*GIVEN PROBLEM:* Please copy each line of the entries below character for character, with nothing added or left out.
>> Start
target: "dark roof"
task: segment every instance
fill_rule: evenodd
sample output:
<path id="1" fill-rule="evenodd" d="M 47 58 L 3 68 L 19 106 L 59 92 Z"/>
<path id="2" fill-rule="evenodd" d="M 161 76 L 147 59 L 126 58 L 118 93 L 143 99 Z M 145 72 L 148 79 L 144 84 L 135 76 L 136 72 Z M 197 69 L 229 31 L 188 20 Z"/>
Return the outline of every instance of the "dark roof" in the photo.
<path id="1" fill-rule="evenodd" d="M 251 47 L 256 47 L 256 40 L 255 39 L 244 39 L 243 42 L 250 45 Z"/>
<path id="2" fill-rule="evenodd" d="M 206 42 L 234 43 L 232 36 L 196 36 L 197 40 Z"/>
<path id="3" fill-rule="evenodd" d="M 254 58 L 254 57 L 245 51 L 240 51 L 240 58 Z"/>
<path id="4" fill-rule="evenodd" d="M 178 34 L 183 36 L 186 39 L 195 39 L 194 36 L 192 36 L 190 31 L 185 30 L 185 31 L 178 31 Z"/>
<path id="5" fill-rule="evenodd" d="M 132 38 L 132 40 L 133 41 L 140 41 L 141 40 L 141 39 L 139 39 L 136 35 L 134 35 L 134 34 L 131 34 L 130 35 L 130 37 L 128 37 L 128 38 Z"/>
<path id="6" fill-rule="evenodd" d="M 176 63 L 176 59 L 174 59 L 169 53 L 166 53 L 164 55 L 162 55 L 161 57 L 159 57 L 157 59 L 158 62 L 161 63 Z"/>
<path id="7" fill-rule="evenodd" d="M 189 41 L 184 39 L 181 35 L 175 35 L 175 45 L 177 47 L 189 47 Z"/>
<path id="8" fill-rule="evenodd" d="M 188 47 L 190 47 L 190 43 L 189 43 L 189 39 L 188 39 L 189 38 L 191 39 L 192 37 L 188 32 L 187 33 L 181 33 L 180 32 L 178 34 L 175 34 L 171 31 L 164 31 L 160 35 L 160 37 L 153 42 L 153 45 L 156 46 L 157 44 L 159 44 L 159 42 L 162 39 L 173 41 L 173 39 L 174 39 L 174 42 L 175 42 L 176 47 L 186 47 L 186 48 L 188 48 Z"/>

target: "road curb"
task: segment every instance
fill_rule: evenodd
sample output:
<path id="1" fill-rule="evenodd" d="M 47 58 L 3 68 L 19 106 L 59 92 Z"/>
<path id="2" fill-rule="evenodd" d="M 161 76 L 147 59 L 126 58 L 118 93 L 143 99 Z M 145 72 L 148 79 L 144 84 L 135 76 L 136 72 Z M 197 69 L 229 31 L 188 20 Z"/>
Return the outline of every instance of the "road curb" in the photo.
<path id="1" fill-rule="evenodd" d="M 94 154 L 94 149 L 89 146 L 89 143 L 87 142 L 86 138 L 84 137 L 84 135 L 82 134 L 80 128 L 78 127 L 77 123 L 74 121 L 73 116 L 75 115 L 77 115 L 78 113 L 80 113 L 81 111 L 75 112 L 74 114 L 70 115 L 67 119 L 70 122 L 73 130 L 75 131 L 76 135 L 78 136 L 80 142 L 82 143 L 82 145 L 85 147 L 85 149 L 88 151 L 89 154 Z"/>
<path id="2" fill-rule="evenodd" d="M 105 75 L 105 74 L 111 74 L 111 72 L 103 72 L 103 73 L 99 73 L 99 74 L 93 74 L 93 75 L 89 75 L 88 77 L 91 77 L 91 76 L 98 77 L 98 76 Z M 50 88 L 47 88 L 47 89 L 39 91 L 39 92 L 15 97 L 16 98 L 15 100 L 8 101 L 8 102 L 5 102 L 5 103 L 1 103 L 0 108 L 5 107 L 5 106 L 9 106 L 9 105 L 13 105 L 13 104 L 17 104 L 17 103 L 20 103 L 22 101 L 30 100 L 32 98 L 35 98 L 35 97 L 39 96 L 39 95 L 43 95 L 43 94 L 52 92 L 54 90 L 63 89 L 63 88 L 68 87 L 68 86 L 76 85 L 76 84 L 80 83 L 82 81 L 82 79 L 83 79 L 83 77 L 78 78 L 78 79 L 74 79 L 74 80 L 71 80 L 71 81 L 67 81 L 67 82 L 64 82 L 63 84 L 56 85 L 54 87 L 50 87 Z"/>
>> End
*RESPONSE TO THIS TASK:*
target: "dark roof"
task: segment every instance
fill_rule: evenodd
sample output:
<path id="1" fill-rule="evenodd" d="M 47 58 L 3 68 L 19 106 L 59 92 Z"/>
<path id="2" fill-rule="evenodd" d="M 161 76 L 147 59 L 126 58 L 118 93 L 143 99 Z M 145 72 L 148 79 L 144 84 L 135 76 L 136 72 Z M 197 69 L 229 31 L 188 20 Z"/>
Return the outline of every instance of the "dark roof" in the photo.
<path id="1" fill-rule="evenodd" d="M 251 47 L 256 47 L 256 40 L 255 39 L 244 39 L 243 42 L 250 45 Z"/>
<path id="2" fill-rule="evenodd" d="M 206 42 L 234 43 L 232 36 L 196 36 L 197 40 Z"/>
<path id="3" fill-rule="evenodd" d="M 254 58 L 254 57 L 245 51 L 240 51 L 240 58 Z"/>
<path id="4" fill-rule="evenodd" d="M 178 34 L 183 36 L 186 39 L 195 39 L 194 36 L 192 36 L 190 31 L 185 30 L 185 31 L 178 31 Z"/>
<path id="5" fill-rule="evenodd" d="M 132 38 L 132 40 L 133 41 L 140 41 L 141 40 L 141 39 L 139 39 L 136 35 L 134 35 L 134 34 L 131 34 L 130 35 L 130 37 L 128 37 L 128 38 Z"/>
<path id="6" fill-rule="evenodd" d="M 176 63 L 176 59 L 174 59 L 169 53 L 166 53 L 164 55 L 162 55 L 161 57 L 159 57 L 157 59 L 158 62 L 161 63 Z"/>
<path id="7" fill-rule="evenodd" d="M 189 41 L 184 39 L 181 35 L 175 35 L 175 45 L 177 47 L 189 47 Z"/>
<path id="8" fill-rule="evenodd" d="M 188 47 L 190 47 L 190 43 L 189 43 L 189 39 L 188 39 L 189 38 L 191 39 L 192 37 L 188 32 L 187 33 L 181 33 L 180 32 L 178 34 L 175 34 L 171 31 L 164 31 L 160 35 L 160 37 L 153 42 L 153 45 L 156 46 L 157 44 L 159 44 L 159 42 L 162 39 L 173 41 L 173 39 L 174 39 L 174 42 L 175 42 L 176 47 L 186 47 L 186 48 L 188 48 Z"/>

target: "road curb"
task: segment every instance
fill_rule: evenodd
sample output:
<path id="1" fill-rule="evenodd" d="M 47 58 L 3 68 L 19 106 L 59 92 Z"/>
<path id="2" fill-rule="evenodd" d="M 161 76 L 147 59 L 126 58 L 118 93 L 143 99 Z M 145 72 L 148 79 L 144 84 L 135 76 L 136 72 Z M 197 69 L 229 31 L 188 20 Z"/>
Return the outline of every instance of the "road curb" in the photo.
<path id="1" fill-rule="evenodd" d="M 94 154 L 94 149 L 89 146 L 89 143 L 87 142 L 86 138 L 84 137 L 84 135 L 82 134 L 80 128 L 78 127 L 77 123 L 74 121 L 73 116 L 75 115 L 77 115 L 78 113 L 80 113 L 81 111 L 75 112 L 74 114 L 70 115 L 67 119 L 70 122 L 73 130 L 75 131 L 76 135 L 78 136 L 80 142 L 82 143 L 82 145 L 85 147 L 85 149 L 88 151 L 89 154 Z"/>
<path id="2" fill-rule="evenodd" d="M 105 75 L 105 74 L 111 74 L 111 72 L 103 72 L 103 73 L 99 73 L 99 74 L 93 74 L 93 75 L 89 75 L 88 77 L 91 77 L 91 76 L 98 77 L 98 76 Z M 50 88 L 47 88 L 47 89 L 39 91 L 39 92 L 15 97 L 16 98 L 15 100 L 8 101 L 8 102 L 5 102 L 5 103 L 1 103 L 0 108 L 5 107 L 5 106 L 9 106 L 9 105 L 13 105 L 13 104 L 17 104 L 17 103 L 20 103 L 22 101 L 30 100 L 32 98 L 35 98 L 35 97 L 39 96 L 39 95 L 43 95 L 43 94 L 52 92 L 54 90 L 63 89 L 63 88 L 68 87 L 68 86 L 76 85 L 76 84 L 80 83 L 82 81 L 82 79 L 83 79 L 83 77 L 78 78 L 78 79 L 74 79 L 74 80 L 71 80 L 71 81 L 67 81 L 67 82 L 64 82 L 63 84 L 56 85 L 54 87 L 50 87 Z"/>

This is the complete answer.